Legendary Hollywood actress Elizabeth
Taylor was a vocal AIDS and gay rights advocate.
Taylor was laid to rest at a private
service on Thursday after her death at the age of 79 in a Los Angeles
While she was best known for her
larger-than-life movie roles, she devoted nearly 30 years of her life
raising awareness and funds for AIDS research.
Taylor became a leading advocate for
AIDS research after the 1985 death of actor Rock Hudson from AIDS
complications. She helped create amfAR, one of the world's leading
non-profits dedicated to ending the disease.
“I did not become an activist to win
awards,” she said in accepting a GLAAD award in 2000. “I became
an activist to try to protect people. I could not sit silently by
just doing nothing. I started my activism in the 80s when a new
disease emerged that was quickly and inexplicably killing people.”
“Worse than the virus there was the
terrible discrimination and prejudice left in its wake. Suddenly gay
people stopped being human beings and started becoming the enemy. I
knew that somebody had to do something.”

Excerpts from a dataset

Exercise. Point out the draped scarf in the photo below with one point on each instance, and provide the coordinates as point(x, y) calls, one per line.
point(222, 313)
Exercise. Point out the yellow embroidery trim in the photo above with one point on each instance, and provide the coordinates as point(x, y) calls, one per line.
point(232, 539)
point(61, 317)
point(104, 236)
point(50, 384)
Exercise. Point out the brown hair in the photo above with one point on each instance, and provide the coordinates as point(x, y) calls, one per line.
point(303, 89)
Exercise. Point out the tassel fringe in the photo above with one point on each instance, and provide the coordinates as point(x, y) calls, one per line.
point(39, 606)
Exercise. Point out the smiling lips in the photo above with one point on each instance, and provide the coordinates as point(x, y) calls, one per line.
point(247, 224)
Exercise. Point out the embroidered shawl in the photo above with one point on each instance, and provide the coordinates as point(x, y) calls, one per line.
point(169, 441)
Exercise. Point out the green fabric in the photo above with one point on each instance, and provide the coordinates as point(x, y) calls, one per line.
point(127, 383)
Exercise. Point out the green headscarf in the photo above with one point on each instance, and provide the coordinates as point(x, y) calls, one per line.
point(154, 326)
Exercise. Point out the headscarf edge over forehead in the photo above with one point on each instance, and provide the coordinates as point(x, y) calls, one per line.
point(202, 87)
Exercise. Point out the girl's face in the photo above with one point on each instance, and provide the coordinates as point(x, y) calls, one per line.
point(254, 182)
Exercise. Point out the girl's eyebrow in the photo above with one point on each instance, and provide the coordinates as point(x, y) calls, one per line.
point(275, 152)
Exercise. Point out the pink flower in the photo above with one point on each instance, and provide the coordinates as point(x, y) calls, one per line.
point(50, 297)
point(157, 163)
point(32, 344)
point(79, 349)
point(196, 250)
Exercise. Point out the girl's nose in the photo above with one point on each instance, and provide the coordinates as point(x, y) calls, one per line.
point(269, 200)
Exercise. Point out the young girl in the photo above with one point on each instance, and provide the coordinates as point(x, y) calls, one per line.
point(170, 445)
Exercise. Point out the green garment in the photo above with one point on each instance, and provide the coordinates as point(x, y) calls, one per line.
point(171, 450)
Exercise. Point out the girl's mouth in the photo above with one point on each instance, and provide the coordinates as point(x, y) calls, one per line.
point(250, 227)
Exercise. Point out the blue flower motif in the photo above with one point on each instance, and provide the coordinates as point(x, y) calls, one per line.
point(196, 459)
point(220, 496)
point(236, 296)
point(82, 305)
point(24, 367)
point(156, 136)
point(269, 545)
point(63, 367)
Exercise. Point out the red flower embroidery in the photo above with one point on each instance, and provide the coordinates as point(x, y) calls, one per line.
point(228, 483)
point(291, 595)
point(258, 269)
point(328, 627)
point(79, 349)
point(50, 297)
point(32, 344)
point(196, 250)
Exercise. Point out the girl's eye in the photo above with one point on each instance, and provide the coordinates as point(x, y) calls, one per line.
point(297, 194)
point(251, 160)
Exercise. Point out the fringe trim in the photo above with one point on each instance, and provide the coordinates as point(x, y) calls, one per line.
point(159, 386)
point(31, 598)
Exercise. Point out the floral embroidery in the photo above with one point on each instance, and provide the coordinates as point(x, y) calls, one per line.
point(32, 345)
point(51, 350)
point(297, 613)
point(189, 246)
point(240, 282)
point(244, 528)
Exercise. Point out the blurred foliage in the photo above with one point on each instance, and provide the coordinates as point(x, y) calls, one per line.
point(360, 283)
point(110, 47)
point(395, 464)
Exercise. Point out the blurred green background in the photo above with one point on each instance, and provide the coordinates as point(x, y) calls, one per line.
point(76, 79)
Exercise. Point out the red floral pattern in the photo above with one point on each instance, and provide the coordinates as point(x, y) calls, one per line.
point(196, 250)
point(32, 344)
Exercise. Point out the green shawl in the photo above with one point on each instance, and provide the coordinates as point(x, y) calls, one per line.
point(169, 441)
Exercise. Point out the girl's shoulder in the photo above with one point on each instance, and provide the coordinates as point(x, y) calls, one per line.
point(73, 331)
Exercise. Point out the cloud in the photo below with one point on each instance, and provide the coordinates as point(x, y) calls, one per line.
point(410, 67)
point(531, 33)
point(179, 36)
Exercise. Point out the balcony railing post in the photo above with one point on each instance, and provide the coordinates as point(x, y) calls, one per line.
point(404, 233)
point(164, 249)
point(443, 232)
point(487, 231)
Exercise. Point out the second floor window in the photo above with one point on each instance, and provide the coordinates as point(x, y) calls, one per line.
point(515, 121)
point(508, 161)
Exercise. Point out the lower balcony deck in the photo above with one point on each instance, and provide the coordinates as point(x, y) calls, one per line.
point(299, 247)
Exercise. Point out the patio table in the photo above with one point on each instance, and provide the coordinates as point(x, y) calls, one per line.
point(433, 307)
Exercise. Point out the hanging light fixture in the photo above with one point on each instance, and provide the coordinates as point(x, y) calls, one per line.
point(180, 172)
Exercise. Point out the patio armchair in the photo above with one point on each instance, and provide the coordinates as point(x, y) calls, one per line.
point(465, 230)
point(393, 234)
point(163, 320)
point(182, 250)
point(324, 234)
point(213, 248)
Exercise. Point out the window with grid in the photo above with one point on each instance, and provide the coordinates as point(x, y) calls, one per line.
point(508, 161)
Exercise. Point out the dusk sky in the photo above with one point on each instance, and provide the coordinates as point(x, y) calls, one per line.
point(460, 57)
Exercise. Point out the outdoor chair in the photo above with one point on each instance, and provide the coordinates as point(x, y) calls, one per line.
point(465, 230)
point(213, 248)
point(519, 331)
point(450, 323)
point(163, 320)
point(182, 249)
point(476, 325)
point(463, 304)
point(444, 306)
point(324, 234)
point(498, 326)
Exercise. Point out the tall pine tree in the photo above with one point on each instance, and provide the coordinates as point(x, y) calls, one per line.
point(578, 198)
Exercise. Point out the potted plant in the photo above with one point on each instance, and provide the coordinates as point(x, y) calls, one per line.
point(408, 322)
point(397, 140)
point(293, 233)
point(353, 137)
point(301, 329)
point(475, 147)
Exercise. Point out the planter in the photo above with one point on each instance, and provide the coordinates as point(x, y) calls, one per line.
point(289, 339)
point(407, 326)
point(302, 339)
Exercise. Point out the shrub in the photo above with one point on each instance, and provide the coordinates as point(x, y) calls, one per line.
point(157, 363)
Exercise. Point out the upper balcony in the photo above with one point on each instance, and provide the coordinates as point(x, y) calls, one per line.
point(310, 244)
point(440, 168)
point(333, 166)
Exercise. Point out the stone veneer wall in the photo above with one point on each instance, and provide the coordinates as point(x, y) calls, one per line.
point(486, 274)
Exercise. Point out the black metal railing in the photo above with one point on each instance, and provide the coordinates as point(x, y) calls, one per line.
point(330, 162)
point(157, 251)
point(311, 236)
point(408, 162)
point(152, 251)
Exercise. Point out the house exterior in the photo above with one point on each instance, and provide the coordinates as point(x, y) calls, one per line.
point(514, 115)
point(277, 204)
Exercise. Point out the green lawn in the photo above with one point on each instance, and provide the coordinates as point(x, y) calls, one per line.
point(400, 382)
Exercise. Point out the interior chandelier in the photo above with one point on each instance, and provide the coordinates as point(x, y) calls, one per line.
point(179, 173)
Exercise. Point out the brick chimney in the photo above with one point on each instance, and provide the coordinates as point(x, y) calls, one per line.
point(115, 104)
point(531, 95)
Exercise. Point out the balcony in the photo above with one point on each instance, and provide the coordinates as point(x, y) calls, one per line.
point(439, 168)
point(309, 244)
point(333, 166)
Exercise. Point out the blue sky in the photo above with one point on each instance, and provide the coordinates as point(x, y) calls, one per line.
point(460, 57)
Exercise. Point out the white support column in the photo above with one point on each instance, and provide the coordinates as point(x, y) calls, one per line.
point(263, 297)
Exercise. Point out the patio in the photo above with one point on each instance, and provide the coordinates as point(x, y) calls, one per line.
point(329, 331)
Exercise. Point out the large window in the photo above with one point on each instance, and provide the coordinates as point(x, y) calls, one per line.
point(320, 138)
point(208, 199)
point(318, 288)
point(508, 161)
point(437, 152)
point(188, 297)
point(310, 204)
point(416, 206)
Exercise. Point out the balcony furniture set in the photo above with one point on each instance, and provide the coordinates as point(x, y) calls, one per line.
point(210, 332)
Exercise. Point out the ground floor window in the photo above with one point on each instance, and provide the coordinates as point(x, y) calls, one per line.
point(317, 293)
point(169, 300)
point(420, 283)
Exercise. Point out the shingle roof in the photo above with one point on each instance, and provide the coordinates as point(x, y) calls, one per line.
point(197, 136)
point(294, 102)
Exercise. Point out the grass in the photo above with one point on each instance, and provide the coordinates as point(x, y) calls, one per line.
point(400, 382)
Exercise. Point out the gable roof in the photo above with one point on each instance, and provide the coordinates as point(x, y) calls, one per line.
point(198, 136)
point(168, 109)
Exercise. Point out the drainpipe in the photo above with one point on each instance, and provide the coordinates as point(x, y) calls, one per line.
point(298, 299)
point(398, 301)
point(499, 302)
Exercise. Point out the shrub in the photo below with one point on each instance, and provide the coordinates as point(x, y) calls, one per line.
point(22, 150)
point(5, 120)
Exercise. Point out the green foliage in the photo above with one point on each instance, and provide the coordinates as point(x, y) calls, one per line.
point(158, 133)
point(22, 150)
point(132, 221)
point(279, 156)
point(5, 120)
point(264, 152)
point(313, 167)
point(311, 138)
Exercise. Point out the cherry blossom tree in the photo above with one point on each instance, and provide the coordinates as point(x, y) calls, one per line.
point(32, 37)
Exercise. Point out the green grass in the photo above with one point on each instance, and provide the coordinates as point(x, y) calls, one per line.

▶ _What you need to do_
**a.** Repeat the part of the passage about Elizabeth Taylor's AIDS advocacy starting with "Taylor became a" and going on through "ending the disease.".
**b.** Carry on the passage about Elizabeth Taylor's AIDS advocacy from the point where it ends.
The records have nothing to do with the passage about Elizabeth Taylor's AIDS advocacy.

▶ _Responses_
**a.**
Taylor became a leading advocate for
AIDS research after the 1985 death of actor Rock Hudson from AIDS
complications. She helped create amfAR, one of the world's leading
non-profits dedicated to ending the disease.

**b.**
“All my life I've spent a lot of time
with gay men – Montgomery Clift, Jimmy Dean, Rock Hudson,” she
added. “I never thought about who they slept with. They were just
the people I loved.”
“I could never understand why they
couldn't be afforded the same rights and protections as all of the
rest of us. There is no gay agenda. It's a human agenda.” (The
video is embedded in the right panel of this page.)
Taylor was an activist till the end,
leaving the bulk of her estate – worth at least $600 million – to
two AIDS charities, amfAR and the Elizabeth Taylor AIDS Foundation.